## [RECORDS FOR THE EXERCISE]
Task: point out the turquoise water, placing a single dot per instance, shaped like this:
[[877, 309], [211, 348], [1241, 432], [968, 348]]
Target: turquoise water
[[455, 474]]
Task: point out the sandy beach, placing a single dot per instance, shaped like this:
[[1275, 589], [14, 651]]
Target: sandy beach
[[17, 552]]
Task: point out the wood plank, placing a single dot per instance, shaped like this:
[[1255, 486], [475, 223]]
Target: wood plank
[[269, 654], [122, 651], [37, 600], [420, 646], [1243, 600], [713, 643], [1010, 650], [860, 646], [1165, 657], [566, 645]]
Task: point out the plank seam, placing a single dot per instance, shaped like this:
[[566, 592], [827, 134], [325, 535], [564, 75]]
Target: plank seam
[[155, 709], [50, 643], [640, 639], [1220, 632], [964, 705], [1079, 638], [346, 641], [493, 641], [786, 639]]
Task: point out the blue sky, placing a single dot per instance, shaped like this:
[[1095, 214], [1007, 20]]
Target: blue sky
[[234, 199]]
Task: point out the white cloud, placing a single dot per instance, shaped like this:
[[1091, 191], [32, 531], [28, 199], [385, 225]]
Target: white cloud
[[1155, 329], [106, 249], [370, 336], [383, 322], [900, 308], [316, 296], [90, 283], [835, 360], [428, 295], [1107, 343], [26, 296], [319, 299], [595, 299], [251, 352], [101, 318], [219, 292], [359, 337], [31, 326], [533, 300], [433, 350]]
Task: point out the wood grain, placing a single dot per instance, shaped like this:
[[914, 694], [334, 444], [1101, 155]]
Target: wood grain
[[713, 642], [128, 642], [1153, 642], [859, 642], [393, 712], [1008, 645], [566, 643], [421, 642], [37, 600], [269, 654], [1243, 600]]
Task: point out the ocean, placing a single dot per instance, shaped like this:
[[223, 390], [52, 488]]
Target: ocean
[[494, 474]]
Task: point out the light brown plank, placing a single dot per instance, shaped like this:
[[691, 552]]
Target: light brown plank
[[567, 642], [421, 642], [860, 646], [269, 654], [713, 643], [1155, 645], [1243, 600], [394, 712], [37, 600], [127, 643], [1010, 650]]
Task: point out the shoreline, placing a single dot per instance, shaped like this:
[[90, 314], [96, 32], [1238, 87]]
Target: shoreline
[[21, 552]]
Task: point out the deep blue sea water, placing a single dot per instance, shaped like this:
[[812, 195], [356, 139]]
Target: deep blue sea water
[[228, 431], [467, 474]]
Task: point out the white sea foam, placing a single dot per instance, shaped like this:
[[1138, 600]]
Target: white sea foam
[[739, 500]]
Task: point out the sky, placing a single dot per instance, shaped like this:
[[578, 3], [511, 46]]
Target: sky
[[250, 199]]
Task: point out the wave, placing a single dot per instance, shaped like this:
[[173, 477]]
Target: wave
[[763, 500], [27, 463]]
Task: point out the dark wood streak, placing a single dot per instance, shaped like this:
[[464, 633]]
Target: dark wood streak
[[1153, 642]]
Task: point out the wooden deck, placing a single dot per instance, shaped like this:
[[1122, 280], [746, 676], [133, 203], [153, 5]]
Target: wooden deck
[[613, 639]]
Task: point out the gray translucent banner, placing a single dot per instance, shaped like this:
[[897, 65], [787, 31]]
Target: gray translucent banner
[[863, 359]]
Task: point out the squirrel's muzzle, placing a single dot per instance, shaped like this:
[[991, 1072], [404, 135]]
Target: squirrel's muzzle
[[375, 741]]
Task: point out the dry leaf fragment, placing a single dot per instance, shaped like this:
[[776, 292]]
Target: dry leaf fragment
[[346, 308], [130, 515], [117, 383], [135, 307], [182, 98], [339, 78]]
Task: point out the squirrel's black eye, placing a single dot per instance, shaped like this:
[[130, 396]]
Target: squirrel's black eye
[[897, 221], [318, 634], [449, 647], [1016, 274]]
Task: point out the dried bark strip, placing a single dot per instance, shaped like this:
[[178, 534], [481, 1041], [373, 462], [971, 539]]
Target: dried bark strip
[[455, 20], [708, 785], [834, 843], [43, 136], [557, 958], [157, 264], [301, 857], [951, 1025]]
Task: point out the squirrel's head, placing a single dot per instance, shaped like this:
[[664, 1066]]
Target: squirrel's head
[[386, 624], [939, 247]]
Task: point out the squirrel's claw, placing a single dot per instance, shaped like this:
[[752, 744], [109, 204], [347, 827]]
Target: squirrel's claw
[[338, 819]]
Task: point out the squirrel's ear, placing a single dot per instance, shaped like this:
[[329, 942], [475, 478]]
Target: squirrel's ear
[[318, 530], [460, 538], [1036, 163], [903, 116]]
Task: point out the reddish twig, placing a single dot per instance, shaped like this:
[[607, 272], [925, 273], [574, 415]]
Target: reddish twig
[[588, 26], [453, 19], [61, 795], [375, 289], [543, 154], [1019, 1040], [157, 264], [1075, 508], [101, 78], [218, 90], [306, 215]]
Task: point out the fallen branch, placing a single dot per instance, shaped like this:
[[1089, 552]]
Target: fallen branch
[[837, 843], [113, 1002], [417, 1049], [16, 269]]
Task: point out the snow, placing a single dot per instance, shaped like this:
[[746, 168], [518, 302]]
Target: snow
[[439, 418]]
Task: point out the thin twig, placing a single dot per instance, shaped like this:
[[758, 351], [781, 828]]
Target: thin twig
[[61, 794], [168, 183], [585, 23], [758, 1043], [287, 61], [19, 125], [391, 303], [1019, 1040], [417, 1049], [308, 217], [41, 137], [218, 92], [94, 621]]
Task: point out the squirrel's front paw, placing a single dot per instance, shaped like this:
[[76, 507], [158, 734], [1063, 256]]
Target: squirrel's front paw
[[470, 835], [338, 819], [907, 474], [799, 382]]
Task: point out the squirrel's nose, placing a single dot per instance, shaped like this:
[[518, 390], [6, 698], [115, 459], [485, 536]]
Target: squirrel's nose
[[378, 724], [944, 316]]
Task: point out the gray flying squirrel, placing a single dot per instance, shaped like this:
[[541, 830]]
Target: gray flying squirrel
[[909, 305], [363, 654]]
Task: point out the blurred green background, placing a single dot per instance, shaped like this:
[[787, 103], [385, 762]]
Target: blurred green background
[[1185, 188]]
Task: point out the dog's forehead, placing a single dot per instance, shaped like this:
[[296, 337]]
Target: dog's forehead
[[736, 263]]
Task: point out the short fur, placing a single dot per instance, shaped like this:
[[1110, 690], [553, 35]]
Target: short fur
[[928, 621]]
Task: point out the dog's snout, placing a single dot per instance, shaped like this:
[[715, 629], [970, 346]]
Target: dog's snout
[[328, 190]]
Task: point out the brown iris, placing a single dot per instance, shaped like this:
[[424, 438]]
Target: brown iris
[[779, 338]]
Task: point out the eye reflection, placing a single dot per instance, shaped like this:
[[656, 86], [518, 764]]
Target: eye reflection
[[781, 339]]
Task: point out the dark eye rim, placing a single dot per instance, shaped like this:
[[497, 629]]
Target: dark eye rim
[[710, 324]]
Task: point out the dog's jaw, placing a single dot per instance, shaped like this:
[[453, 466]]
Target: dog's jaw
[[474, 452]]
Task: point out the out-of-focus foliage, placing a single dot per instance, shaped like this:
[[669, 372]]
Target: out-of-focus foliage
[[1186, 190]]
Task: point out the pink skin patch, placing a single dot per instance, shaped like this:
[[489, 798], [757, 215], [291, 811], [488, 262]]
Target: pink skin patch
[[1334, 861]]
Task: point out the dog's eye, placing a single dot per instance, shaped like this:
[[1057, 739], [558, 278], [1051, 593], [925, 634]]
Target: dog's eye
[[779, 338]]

## [WHAT TO PRODUCE]
Can you reproduce all the material exactly?

## [TASK RESULT]
Task: point out the turquoise water, placing a single dot per instance, shaped like this:
[[877, 309], [211, 348], [1241, 432], [968, 348]]
Target: turquoise water
[[455, 474]]
Task: point out the sandy beach, placing a single dot per instance, shaped like this:
[[1275, 589], [14, 651]]
Target: sandy beach
[[17, 552]]
Task: point out the wood plank, placing a single dot per instance, shaped like this:
[[1255, 486], [475, 223]]
Target: wood plank
[[269, 654], [122, 651], [37, 600], [420, 646], [1243, 600], [713, 643], [1010, 650], [860, 646], [1165, 657], [566, 645]]
Task: point out the plank seam, placing a single dot per instance, shaped like this:
[[566, 592], [827, 134], [325, 535], [564, 75]]
Target: plank seam
[[155, 709], [50, 643], [640, 639], [1220, 632], [964, 705], [1079, 638], [346, 641], [493, 641], [786, 639]]
Task: point out the blue sky, placing a single dot per instance, shaped like this:
[[1095, 214], [1007, 20]]
Target: blue sky
[[234, 199]]
Task: point out the white cloud, placing a single dot per instance, shaped like this:
[[1091, 191], [32, 531], [28, 199], [385, 225]]
Target: white cloud
[[1155, 329], [106, 249], [370, 336], [383, 322], [900, 308], [316, 296], [90, 283], [835, 360], [428, 295], [1107, 343], [26, 296], [319, 299], [595, 299], [251, 352], [101, 318], [219, 292], [359, 337], [31, 326], [533, 300], [433, 350]]
Task: point out the wood grain, placing a single dot per instance, shaped like this:
[[914, 694], [334, 444], [1101, 155]]
Target: wood grain
[[713, 642], [128, 642], [1153, 642], [859, 642], [393, 712], [1008, 645], [566, 643], [421, 642], [37, 600], [269, 654], [1243, 600]]
Task: point out the ocean, placing a single dot per instance, shaped like this:
[[223, 390], [52, 488]]
Target: ocean
[[494, 474]]
Task: point out the light brown plank, placing a single dot per instance, shaped like this:
[[691, 552]]
Target: light brown plank
[[567, 642], [421, 642], [860, 646], [269, 654], [713, 643], [1155, 645], [1243, 600], [394, 712], [37, 600], [127, 643], [1010, 650]]
Task: point out the shoreline, placing a single dot per instance, shaped like this:
[[90, 314], [96, 32], [1238, 87]]
Target: shoreline
[[21, 552]]
Task: point out the deep blue sea water, placing a single dot per instance, shaped like this:
[[812, 195], [356, 139]]
Target: deep blue sea water
[[228, 431], [467, 474]]
Task: point out the white sea foam, placing a single dot per instance, shaped like this:
[[1138, 600]]
Target: white sea foam
[[739, 500]]
Task: point out the sky, placing a single dot per instance, shaped like this:
[[578, 3], [511, 46]]
Target: sky
[[250, 199]]
Task: point out the wave, placing a single dot per instance, shaped like this:
[[173, 477]]
Target: wave
[[763, 500], [27, 463]]
Task: point out the dark wood streak, placing a single dot per instance, shaped like this:
[[464, 633]]
Target: dark wood streak
[[1153, 642]]
Task: point out the wooden deck, placing a single dot per instance, shaped like this:
[[1122, 280], [746, 676], [133, 203], [153, 5]]
Target: wooden deck
[[613, 639]]
Task: point out the gray translucent banner, placing a single dot per instance, shaped like this:
[[897, 65], [787, 31]]
Target: gray translucent banner
[[863, 359]]
Task: point out the squirrel's muzzle, placing a single dot per instance, shaped like this:
[[991, 1072], [404, 135]]
Target: squirrel's muzzle
[[375, 741]]
Task: point out the dry leaf fragment, placing a single dot per instance, shaped like this:
[[776, 292]]
Target: dry leaf fragment
[[346, 308], [130, 515], [117, 383], [135, 307], [182, 98], [339, 78]]
Task: point out the squirrel's black eye, placing a single dot per instance, shaped like this:
[[130, 396]]
Target: squirrel's black eye
[[897, 221], [318, 634], [449, 647], [1016, 274]]
Task: point out the dried bark strip, placing a single dot per instance, shaped like this:
[[178, 534], [481, 1041], [373, 462], [971, 539]]
Target: dried bark strip
[[455, 20], [708, 785], [834, 843], [43, 136], [557, 958], [157, 264], [301, 857], [951, 1025]]
Task: point out the squirrel's head, placing a single dot per instance, shaped like this:
[[664, 1066]]
Target: squirrel's head
[[386, 624], [939, 247]]
Task: point out the squirrel's claw, placing a single dot per instance, shaped like this:
[[752, 744], [109, 204], [347, 827]]
Target: squirrel's claw
[[338, 819]]
Task: point out the squirrel's ear, placing a single dot per instance, shaped like this:
[[329, 942], [475, 478]]
Target: squirrel's ear
[[318, 530], [460, 538], [1036, 163], [903, 116]]
Task: point out the reddish twig, placing a single dot per instance, shaped like this:
[[607, 272], [925, 273], [574, 415]]
Target: reddish twig
[[588, 26], [453, 19], [61, 795], [375, 289], [543, 154], [1019, 1040], [157, 264], [1075, 508], [101, 78], [218, 90], [306, 215]]
Task: point out the fallen branch, placing a single dot per instance, shaped like this:
[[1089, 552]]
Target: fallen branch
[[837, 843], [113, 1002], [417, 1049], [16, 269]]
Task: point out the snow, placing a single dot per instance, shaped like this:
[[746, 168], [518, 302]]
Target: snow
[[439, 418]]
Task: point out the thin twig, placing a single dot per instance, shaped like this:
[[758, 351], [781, 828]]
Target: thin twig
[[61, 794], [168, 183], [585, 23], [758, 1043], [287, 61], [19, 125], [391, 303], [1019, 1040], [417, 1049], [308, 217], [41, 137], [218, 92], [94, 621]]
Task: point out the squirrel's front paw, placing a single dot per instance, shaped like this:
[[76, 507], [158, 734], [1063, 256]]
Target: squirrel's front paw
[[470, 835], [338, 819], [907, 474], [799, 382]]
Task: point out the squirrel's nose, placing a single dot per instance, shaped like this:
[[518, 390], [6, 698], [115, 459], [485, 536]]
Target: squirrel's nose
[[378, 724], [944, 316]]
Task: point out the gray flying squirrel, placing a single dot per instance, shaped like this:
[[541, 830]]
Target: gray flying squirrel
[[909, 305], [363, 654]]
Task: point out the blurred green background, placing a single dot per instance, shaped like this:
[[787, 103], [385, 762]]
Target: blurred green background
[[1185, 188]]
Task: point out the dog's forehead, placing a single dot per instance, shaped like this:
[[296, 337]]
Target: dog's forehead
[[736, 263]]
Task: point out the short fur, placing a single dot per instance, shaped like this:
[[1110, 690], [553, 35]]
Target: short fur
[[928, 621]]
Task: point out the dog's snout, placing a single dot per instance, shaped like this:
[[715, 629], [970, 346]]
Target: dog's snout
[[328, 190]]
Task: point out the brown iris, placing a single dot per instance, shaped like this:
[[424, 438]]
Target: brown iris
[[779, 338]]
Task: point out the eye reflection, placing a single dot per instance, shaped like this:
[[656, 86], [518, 764]]
Target: eye reflection
[[781, 339]]
Task: point out the dark eye rim, placing a single dot per instance, shaped like this:
[[497, 629]]
Target: dark eye rim
[[710, 324]]
Task: point out the dog's jaw, placing a single dot per instance, shaped like this:
[[453, 466]]
Target: dog's jaw
[[474, 452]]
Task: point out the out-of-focus foliage, placing a single dot per instance, shaped like this:
[[669, 372]]
Target: out-of-focus foliage
[[1186, 190]]
Task: point out the pink skin patch, placing a single dot per instance, shaped like this:
[[489, 798], [757, 215], [291, 811], [488, 262]]
Target: pink skin patch
[[1334, 861]]
Task: point out the dog's eye, placing a single dot per instance, shaped like this:
[[1057, 739], [558, 278], [1051, 593], [925, 634]]
Target: dog's eye
[[779, 338]]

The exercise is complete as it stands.